Page extract.
What are the Advantages of a Green Community?

Jessica Ellis

A green community is a neighborhood or building in which environmentally-friendly tactics are used in every way feasible. Green communities may feature buildings made and insulated with recycled or biodegradable materials, community gardens and composting, and general attention to using earth-friendly products, appliances and features. Unlike the comparatively inexpensive but unsustainable practices of the 20th century, green communities offer not only a healthy living environment but can be of great benefit to residents, the surrounding areas and even the planet.

A building incorporating solar panels into its design would be ideal in a green community.
A building incorporating solar panels into its design would be ideal in a green community.

One of the advantages of a green community is tremendous potential for savings on energy spending. Green buildings a variety of tactics to provide superior insulation to residencies, making it less necessary to use a heater or air-conditioning system. Green apartments and homes typically use recycled material as insulation, install double-paned windows, and feature appliances certified to be energy efficient. While the initial cost of these materials may be higher than regular building costs, the benefits are tremendous and can continually save money on electricity and gas bills.

Green communities often have community gardens.
Green communities often have community gardens.

Parts of the exercise.
- a) From the green community article, reproduce the passage starting with "One of the advantages" and going on through "and gas bills.".
- b) Answer these questions from the green community article:
(i) Besides community gardens, what practice may green communities feature?
(ii) What kind of building would be ideal in a green community?
(iii) What kind of windows do green apartments and homes typically install?

Data shown.
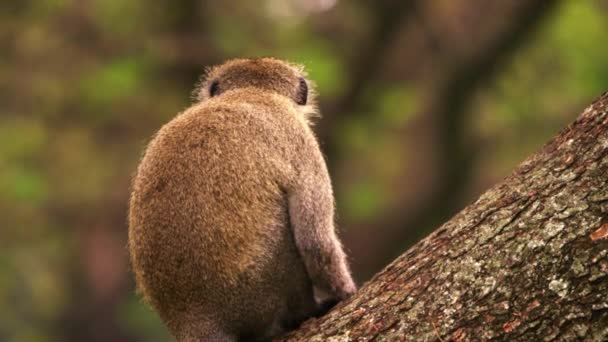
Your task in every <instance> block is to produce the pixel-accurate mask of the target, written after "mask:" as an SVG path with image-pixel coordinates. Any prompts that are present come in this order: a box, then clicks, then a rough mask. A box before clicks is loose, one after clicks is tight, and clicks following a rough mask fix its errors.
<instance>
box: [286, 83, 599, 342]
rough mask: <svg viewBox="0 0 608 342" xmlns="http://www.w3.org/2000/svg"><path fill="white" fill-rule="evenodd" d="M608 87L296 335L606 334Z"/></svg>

Answer section.
- a)
One of the advantages of a green community is tremendous potential for savings on energy spending. Green buildings a variety of tactics to provide superior insulation to residencies, making it less necessary to use a heater or air-conditioning system. Green apartments and homes typically use recycled material as insulation, install double-paned windows, and feature appliances certified to be energy efficient. While the initial cost of these materials may be higher than regular building costs, the benefits are tremendous and can continually save money on electricity and gas bills.

- b)
(i) Composting.
(ii) A building incorporating solar panels into its design.
(iii) Double-paned windows.